:: Fragment ::
_ _ _ _ _

Gemeenten zijn vrij in de keuze van de wijken waar ze geld voor stedelijke vernieuwing inzetten. In de praktijk wordt een groot deel van dat geld ingezet in de 56 wijken. Ik streef naar een gelijkmatige uitfinanciering van de gelden voor stedelijke vernieuwing. Voor de jaren 2006 tot en met 2009 uit de ISV2 periode is dat behoorlijk verwezenlijkt. De afwijking tussen de jaren is relatief gering. Slechts het jaar 2005 komt lager uit. Dit is door VROM onderkend. Zo is bijvoorbeeld in de 1e suppletore begroting 2005 in 2005 € 30 mln vanuit het jaar 2010 toegevoegd. Overigens wil ik hierbij opmerken dat in 2005 nog een fors bedrag (€ 150 mln.) ISV1 middelen wordt uitbetaald. Ook in de toekomst zal naar een evenwichtige uitfinanciering gestreefd worden. Het betalingsritme blijft echter afhankelijk van de (on)mogelijkheden binnen de VROM-begroting en de Rijksbegroting. De gemeenten kunnen zonodig bijdragen aan een gelijkmatig investeringsvolume door gebruik te maken van voorfinanciering.

23

Wat is de oorzaak van het nog op gang moeten komen van de bedrijvenregeling subsidies bodemsanering? Welke acties worden uitgevoerd om de werking van de regeling te bevorderen? Is het reëel om te veronderstellen dat de onderschrijding eenmalig is?

_ _ _ _ _

:: Gegeven materiaal ::
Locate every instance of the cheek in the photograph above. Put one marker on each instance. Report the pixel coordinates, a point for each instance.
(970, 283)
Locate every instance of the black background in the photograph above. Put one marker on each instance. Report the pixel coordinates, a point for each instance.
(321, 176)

_ _ _ _ _

Welk bedrag aan ISV1-middelen wordt volgens het fragment over stedelijke vernieuwing in 2005 nog uitbetaald? Het materiaal staat los van het fragment.

:: Oplossing ::
€ 150 mln.